## Tarefa solicitada
Copie sem alterações a parte do texto sobre o movimento estudantil que começa em "Qual foi o significado" e termina em "2005 em Brasília?".

## Trecho citado
■ ■ ■ ■ ■ ■ ■

Desafios do movimento estudantil boliviano após um ano de governo Evo

Existe uma intensa e antiga campanha das elites para que o movimento estudantil seja instrumento da reação e quando o mesmo não se presta a esse serviço começam as provocações de todos os matizes insinuando que o estudante é alienado, que não é ma

Qual foi o significado do ato protagonizado pela UNE, UBES e outras organizações sociais que compõem a Coordenação dos Movimentos Sociais (CMS) no dia 16 de agosto de 2005 em Brasília?


 


Em meio a maior crise patrocinada pela oposição conservadora contra o governo Lula e pressionado pelos grandes meios de comunicação que cobravam insistentemente dos estudantes uma atitude similar ao que foi o Fora Collor, o movimento estudantil brasileiro soube manter sua independência (inclusive em relação ao chamado senso comum), se posicionar de forma coerente e ocupar as ruas com uma mensagem política que nada agradou a essa elite golpista: Com Lula, contra a corrupção, pelas mudanças!


 



Talvez aquele dia tenha sido o mais importante e, portanto, decisivo na sustentação do governo Lula, pois sem as massas nas ruas para gritar o Fora Lula a tese de impeachment logo perdeu fôlego e deu lugar ao plano do sangramento do governo com vistas às eleições de 2006, que também não logrou êxito.
É fundamental recordar esses episódios e extrair suas lições.

■ ■ ■ ■ ■ ■ ■

[Registros de posicionamento de pontos]
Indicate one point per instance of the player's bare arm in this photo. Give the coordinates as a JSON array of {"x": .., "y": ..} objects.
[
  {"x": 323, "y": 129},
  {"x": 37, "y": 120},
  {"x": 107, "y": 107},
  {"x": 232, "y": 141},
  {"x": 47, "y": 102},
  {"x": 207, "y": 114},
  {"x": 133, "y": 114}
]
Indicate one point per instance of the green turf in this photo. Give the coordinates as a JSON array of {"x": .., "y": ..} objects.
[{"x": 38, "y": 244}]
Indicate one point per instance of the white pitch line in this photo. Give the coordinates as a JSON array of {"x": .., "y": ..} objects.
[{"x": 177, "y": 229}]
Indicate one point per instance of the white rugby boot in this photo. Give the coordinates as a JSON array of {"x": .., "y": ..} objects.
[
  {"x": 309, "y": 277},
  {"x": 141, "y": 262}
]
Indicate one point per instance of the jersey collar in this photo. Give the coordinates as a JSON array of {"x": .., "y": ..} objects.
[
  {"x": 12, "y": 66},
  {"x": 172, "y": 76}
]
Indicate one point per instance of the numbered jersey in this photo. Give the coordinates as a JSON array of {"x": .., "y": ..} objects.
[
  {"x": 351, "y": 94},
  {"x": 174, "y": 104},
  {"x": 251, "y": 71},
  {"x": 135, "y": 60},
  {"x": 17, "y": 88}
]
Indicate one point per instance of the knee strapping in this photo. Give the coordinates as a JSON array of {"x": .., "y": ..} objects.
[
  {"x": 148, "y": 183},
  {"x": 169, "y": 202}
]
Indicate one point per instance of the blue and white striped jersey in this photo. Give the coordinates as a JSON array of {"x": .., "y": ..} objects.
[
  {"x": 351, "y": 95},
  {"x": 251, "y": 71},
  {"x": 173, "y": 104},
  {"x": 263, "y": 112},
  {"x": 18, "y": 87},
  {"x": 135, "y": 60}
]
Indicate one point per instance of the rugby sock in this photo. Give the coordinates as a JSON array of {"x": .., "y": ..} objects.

■ ■ ■ ■ ■ ■ ■

## Resultado do exercício
Qual foi o significado do ato protagonizado pela UNE, UBES e outras organizações sociais que compõem a Coordenação dos Movimentos Sociais (CMS) no dia 16 de agosto de 2005 em Brasília?